[Material for this exercise]
┄┄┄┄┄┄┄┄┄┄

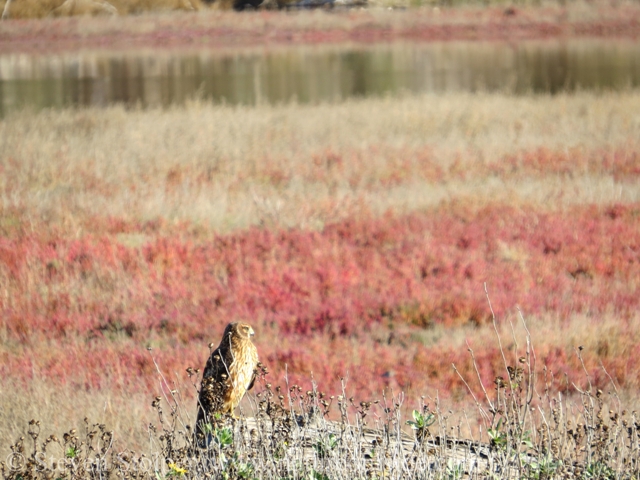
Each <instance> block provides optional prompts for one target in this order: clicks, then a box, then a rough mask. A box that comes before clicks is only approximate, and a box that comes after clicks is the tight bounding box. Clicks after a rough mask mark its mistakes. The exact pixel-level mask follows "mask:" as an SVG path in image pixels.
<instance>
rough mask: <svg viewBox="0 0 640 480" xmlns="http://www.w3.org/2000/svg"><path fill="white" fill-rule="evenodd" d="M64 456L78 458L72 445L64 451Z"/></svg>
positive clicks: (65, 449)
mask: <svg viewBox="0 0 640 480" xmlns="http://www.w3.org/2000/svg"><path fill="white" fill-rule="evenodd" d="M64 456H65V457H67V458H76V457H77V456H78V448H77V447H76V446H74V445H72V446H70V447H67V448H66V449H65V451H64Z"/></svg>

┄┄┄┄┄┄┄┄┄┄

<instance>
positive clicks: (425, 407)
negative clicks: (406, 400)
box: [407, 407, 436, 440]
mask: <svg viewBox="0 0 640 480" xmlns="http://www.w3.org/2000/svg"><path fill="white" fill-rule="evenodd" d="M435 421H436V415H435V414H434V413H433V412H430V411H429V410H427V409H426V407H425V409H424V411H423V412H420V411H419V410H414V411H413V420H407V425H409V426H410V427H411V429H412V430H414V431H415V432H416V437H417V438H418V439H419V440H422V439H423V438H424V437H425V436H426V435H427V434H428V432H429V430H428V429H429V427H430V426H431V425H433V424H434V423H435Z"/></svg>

┄┄┄┄┄┄┄┄┄┄

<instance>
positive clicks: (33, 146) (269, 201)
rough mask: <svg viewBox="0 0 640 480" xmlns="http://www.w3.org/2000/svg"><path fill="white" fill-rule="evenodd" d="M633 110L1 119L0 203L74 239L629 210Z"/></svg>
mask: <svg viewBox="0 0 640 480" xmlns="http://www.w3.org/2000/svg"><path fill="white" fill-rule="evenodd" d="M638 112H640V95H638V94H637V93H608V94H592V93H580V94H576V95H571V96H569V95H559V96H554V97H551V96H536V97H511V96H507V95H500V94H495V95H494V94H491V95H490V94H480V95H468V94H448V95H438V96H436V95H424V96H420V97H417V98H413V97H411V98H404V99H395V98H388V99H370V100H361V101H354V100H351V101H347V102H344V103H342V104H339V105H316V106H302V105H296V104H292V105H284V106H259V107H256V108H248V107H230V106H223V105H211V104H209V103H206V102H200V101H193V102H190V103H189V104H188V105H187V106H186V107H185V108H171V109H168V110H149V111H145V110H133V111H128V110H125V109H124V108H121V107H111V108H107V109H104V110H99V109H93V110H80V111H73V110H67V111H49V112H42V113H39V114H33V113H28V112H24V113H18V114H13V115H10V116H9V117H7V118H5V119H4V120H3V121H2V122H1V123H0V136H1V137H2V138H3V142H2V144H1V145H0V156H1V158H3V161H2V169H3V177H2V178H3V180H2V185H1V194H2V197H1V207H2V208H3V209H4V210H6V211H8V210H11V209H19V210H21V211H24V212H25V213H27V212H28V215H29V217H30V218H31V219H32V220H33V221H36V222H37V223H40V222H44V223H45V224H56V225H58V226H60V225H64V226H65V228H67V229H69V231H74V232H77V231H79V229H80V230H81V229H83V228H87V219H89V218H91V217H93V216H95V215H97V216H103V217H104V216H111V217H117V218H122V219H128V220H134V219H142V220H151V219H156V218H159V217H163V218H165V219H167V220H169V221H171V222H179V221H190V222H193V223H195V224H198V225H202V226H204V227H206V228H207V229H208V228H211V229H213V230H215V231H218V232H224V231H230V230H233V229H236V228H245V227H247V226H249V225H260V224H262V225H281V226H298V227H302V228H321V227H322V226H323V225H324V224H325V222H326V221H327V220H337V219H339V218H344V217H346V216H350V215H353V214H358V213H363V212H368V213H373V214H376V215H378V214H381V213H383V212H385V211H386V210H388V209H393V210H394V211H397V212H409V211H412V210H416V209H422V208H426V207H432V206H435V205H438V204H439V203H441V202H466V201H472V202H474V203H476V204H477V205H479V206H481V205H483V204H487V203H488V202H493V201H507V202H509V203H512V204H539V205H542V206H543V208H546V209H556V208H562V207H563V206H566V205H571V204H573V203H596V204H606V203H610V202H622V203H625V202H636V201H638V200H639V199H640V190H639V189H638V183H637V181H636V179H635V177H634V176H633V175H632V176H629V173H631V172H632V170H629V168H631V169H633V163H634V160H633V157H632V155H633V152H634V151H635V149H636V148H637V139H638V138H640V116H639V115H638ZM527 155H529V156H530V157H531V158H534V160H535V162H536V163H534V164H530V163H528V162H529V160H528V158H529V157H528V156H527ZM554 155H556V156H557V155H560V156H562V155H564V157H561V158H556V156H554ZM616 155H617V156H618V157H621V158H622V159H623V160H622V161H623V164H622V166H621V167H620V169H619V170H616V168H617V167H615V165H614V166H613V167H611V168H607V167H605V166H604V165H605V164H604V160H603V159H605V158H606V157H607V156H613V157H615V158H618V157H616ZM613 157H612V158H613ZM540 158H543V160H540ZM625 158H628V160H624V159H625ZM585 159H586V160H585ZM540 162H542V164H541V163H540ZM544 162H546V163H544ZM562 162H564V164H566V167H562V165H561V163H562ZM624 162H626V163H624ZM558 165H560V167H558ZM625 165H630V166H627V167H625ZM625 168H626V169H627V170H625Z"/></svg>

┄┄┄┄┄┄┄┄┄┄

[Task to complete] Select each line in the data above that contains the word "positive", and reproduce those lines in full.

[Result for this task]
positive clicks: (65, 449)
positive clicks: (425, 407)
positive clicks: (33, 146) (269, 201)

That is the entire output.